Set exercise: Show every line of the records below that contains the word "front". Copy each line without changes.
········
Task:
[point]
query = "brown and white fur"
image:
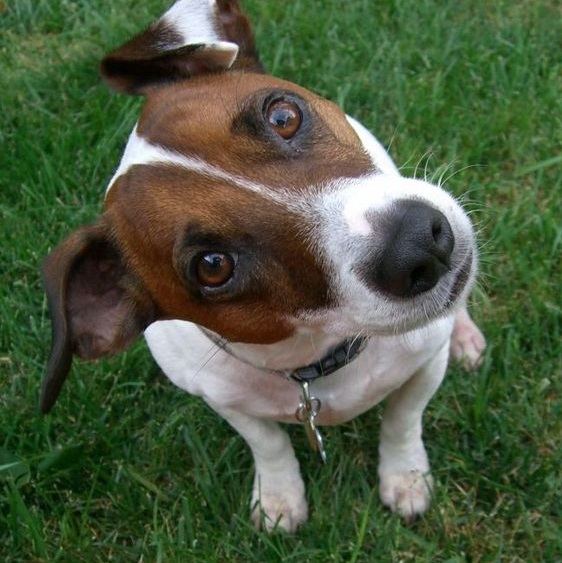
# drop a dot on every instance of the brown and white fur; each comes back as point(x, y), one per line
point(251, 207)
········
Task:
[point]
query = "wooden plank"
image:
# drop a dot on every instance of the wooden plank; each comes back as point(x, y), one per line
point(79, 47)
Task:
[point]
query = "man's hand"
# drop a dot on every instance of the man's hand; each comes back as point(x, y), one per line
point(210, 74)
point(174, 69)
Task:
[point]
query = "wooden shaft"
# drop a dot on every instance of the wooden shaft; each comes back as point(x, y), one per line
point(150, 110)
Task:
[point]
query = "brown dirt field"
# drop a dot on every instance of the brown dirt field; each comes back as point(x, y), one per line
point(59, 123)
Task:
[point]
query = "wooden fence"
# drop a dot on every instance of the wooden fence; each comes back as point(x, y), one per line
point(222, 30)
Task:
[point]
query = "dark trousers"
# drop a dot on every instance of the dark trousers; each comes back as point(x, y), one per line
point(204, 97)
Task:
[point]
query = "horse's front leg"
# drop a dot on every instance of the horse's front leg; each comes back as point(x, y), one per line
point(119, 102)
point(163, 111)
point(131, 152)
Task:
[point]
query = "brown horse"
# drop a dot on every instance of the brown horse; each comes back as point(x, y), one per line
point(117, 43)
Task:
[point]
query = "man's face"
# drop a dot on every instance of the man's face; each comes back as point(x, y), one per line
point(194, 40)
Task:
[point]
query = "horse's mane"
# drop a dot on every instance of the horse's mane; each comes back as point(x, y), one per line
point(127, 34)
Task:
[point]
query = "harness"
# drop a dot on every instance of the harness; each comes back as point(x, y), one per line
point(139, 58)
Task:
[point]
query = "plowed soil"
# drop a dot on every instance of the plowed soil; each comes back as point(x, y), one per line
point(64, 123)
········
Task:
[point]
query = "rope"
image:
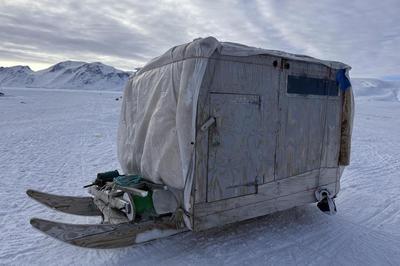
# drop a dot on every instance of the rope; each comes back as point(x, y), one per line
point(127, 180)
········
Reply:
query = "horse's front leg"
# drop a dot on every instance of the horse's front leg; each comes back as point(x, y), one per line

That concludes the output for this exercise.